(Data records)
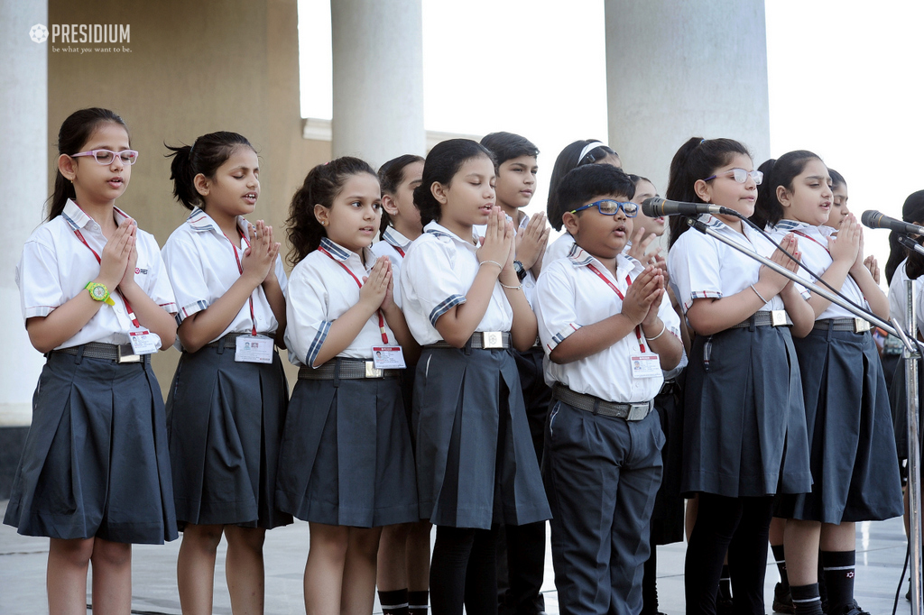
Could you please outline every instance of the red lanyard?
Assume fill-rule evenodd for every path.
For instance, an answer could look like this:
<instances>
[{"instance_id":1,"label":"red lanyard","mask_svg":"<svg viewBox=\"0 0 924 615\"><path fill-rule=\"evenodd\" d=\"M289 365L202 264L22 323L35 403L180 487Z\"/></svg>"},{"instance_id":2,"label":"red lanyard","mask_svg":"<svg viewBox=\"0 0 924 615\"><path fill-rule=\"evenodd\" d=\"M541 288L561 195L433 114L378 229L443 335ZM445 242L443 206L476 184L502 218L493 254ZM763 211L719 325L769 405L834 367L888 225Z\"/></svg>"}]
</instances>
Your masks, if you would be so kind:
<instances>
[{"instance_id":1,"label":"red lanyard","mask_svg":"<svg viewBox=\"0 0 924 615\"><path fill-rule=\"evenodd\" d=\"M794 234L794 235L799 235L800 237L805 237L805 238L806 238L806 239L808 239L808 241L814 241L814 242L815 242L816 244L818 244L819 246L821 246L821 247L823 247L823 248L824 248L824 251L825 251L825 252L827 252L829 256L831 255L831 250L829 250L829 249L828 249L827 247L825 247L825 246L823 246L823 245L821 244L821 242L820 242L820 241L819 241L818 239L816 239L815 237L810 237L810 236L808 236L808 235L806 235L805 233L802 233L801 231L793 231L793 234Z\"/></svg>"},{"instance_id":2,"label":"red lanyard","mask_svg":"<svg viewBox=\"0 0 924 615\"><path fill-rule=\"evenodd\" d=\"M596 273L597 277L602 280L607 286L612 288L613 292L616 294L616 296L618 296L621 300L626 299L626 295L623 295L622 292L618 288L616 288L616 285L612 282L610 282L609 279L607 279L607 277L603 275L599 269L597 269L593 265L588 265L587 268L590 269L594 273ZM632 285L632 278L629 277L628 273L626 274L626 284L628 286ZM636 326L636 339L638 340L638 349L641 350L642 353L644 353L645 344L641 341L641 325Z\"/></svg>"},{"instance_id":3,"label":"red lanyard","mask_svg":"<svg viewBox=\"0 0 924 615\"><path fill-rule=\"evenodd\" d=\"M244 231L240 230L239 226L237 227L237 232L240 233L240 238L243 239L244 242L247 243L247 247L249 247L250 241L247 238L247 235L244 235ZM222 235L225 234L223 233ZM244 266L240 263L240 257L237 256L237 247L234 245L233 241L228 239L228 236L226 235L225 235L225 238L228 240L228 243L231 244L231 249L234 250L234 259L237 261L237 272L240 273L241 275L244 275ZM256 335L257 317L253 315L253 294L251 294L250 296L247 297L247 300L250 302L250 323L251 323L250 334Z\"/></svg>"},{"instance_id":4,"label":"red lanyard","mask_svg":"<svg viewBox=\"0 0 924 615\"><path fill-rule=\"evenodd\" d=\"M356 274L353 271L349 271L349 268L346 265L343 264L342 261L334 259L334 255L328 252L323 247L319 247L318 249L326 254L331 260L343 267L344 271L349 273L349 276L353 278L354 282L356 282L356 285L359 286L359 288L362 288L362 283L359 282L359 278L356 277ZM379 315L379 332L382 333L382 343L388 344L388 333L385 332L385 317L382 315L381 309L377 309L375 311Z\"/></svg>"},{"instance_id":5,"label":"red lanyard","mask_svg":"<svg viewBox=\"0 0 924 615\"><path fill-rule=\"evenodd\" d=\"M78 239L83 242L84 246L90 248L90 251L93 253L94 257L96 257L96 262L102 264L103 259L101 259L100 255L96 253L96 250L94 250L92 247L90 247L90 244L87 243L87 240L83 238L83 234L80 233L80 230L75 228L74 235L77 235ZM140 329L141 323L138 321L138 317L135 316L135 311L131 308L131 304L128 303L128 299L125 298L125 295L122 295L122 291L120 291L119 289L116 288L116 292L118 293L118 295L120 297L122 297L122 302L125 304L125 309L127 312L128 312L128 318L131 319L131 324L135 325L136 328Z\"/></svg>"}]
</instances>

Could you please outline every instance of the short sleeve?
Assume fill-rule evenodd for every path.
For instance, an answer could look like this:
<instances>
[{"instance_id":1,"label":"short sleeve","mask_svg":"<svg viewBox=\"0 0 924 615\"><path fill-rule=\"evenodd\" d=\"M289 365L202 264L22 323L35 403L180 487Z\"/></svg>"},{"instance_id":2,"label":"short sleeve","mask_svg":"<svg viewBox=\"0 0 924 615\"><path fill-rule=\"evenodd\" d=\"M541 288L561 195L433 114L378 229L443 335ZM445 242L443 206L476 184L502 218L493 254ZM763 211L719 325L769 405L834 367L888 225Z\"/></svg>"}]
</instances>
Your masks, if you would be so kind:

### What is needed
Reproduce the records above, swapping every "outline" for "mark" and keeping all else as it is. Omit the pictures.

### Full solution
Could you please mark every instance of the red lanyard?
Assume fill-rule evenodd for every path.
For instance, an answer could look like this:
<instances>
[{"instance_id":1,"label":"red lanyard","mask_svg":"<svg viewBox=\"0 0 924 615\"><path fill-rule=\"evenodd\" d=\"M289 365L202 264L22 323L35 403L180 487Z\"/></svg>"},{"instance_id":2,"label":"red lanyard","mask_svg":"<svg viewBox=\"0 0 924 615\"><path fill-rule=\"evenodd\" d=\"M541 288L561 195L433 114L378 229L443 335ZM445 242L443 206L476 184L502 218L493 254ZM763 211L719 325L769 405L834 367L888 225Z\"/></svg>"}]
</instances>
Your masks, if you would be so kind:
<instances>
[{"instance_id":1,"label":"red lanyard","mask_svg":"<svg viewBox=\"0 0 924 615\"><path fill-rule=\"evenodd\" d=\"M794 234L794 235L799 235L800 237L805 237L805 238L806 238L806 239L808 239L808 241L814 241L814 242L815 242L816 244L818 244L819 246L821 246L821 247L823 247L823 248L824 248L824 251L825 251L825 252L827 252L829 256L831 255L831 250L829 250L829 249L828 249L827 247L825 247L825 246L823 246L823 245L821 244L821 242L820 242L820 241L819 241L818 239L816 239L815 237L810 237L810 236L808 236L808 235L806 235L805 233L802 233L801 231L793 231L793 234Z\"/></svg>"},{"instance_id":2,"label":"red lanyard","mask_svg":"<svg viewBox=\"0 0 924 615\"><path fill-rule=\"evenodd\" d=\"M596 273L597 277L602 280L607 286L612 288L613 292L616 294L616 296L618 296L621 300L626 299L626 295L623 295L622 292L618 288L616 288L616 285L612 282L610 282L609 279L607 279L607 277L603 275L599 269L597 269L593 265L588 265L587 268L590 269L594 273ZM632 285L632 278L629 277L628 273L626 274L626 284L628 286ZM636 326L636 339L638 340L638 349L641 350L642 353L644 353L645 344L641 341L641 325Z\"/></svg>"},{"instance_id":3,"label":"red lanyard","mask_svg":"<svg viewBox=\"0 0 924 615\"><path fill-rule=\"evenodd\" d=\"M244 231L240 230L239 226L237 227L237 232L240 233L240 238L243 239L244 242L247 243L247 247L249 247L250 241L247 238L247 235L244 235ZM222 235L225 234L223 233ZM244 266L240 263L240 257L237 256L237 247L234 245L233 241L228 239L228 236L226 235L225 235L225 238L228 240L228 243L231 244L231 249L234 250L234 259L237 261L237 272L240 273L241 275L244 275ZM256 335L257 317L253 315L253 294L251 294L250 296L247 297L247 300L250 302L250 323L251 323L250 334Z\"/></svg>"},{"instance_id":4,"label":"red lanyard","mask_svg":"<svg viewBox=\"0 0 924 615\"><path fill-rule=\"evenodd\" d=\"M356 274L353 271L349 271L349 268L346 265L343 264L342 261L334 259L334 255L328 252L323 247L319 247L318 249L326 254L331 260L343 267L344 271L349 273L349 276L353 278L354 282L356 282L356 285L359 286L359 288L362 288L362 283L359 282L359 278L356 277ZM379 315L379 332L382 333L382 343L388 344L388 333L385 332L385 317L382 315L381 309L377 309L375 311Z\"/></svg>"},{"instance_id":5,"label":"red lanyard","mask_svg":"<svg viewBox=\"0 0 924 615\"><path fill-rule=\"evenodd\" d=\"M78 239L83 242L84 246L90 248L90 251L93 253L94 257L96 257L96 262L102 264L103 259L101 259L100 255L96 253L96 250L94 250L92 247L90 247L90 244L87 243L87 240L83 238L83 234L80 233L80 230L75 228L74 235L77 235ZM140 329L141 323L138 321L138 317L135 316L135 311L131 308L131 304L128 303L128 299L125 298L125 295L122 295L122 291L120 291L119 289L116 288L116 292L118 293L118 295L120 297L122 297L122 302L125 304L125 309L127 312L128 312L128 318L131 319L131 324L135 325L136 328Z\"/></svg>"}]
</instances>

Could you please mark every instance of the short sleeve?
Assume fill-rule evenodd for every path.
For instance, an answer could look like this:
<instances>
[{"instance_id":1,"label":"short sleeve","mask_svg":"<svg viewBox=\"0 0 924 615\"><path fill-rule=\"evenodd\" d=\"M289 365L202 264L22 323L35 403L180 487Z\"/></svg>"},{"instance_id":2,"label":"short sleeve","mask_svg":"<svg viewBox=\"0 0 924 615\"><path fill-rule=\"evenodd\" d=\"M541 288L561 195L433 114L378 229L443 335ZM445 242L443 206L476 184L502 218L493 254ZM763 211L719 325L769 405L834 367L888 225Z\"/></svg>"}]
</instances>
Your masks, if you would be so kind:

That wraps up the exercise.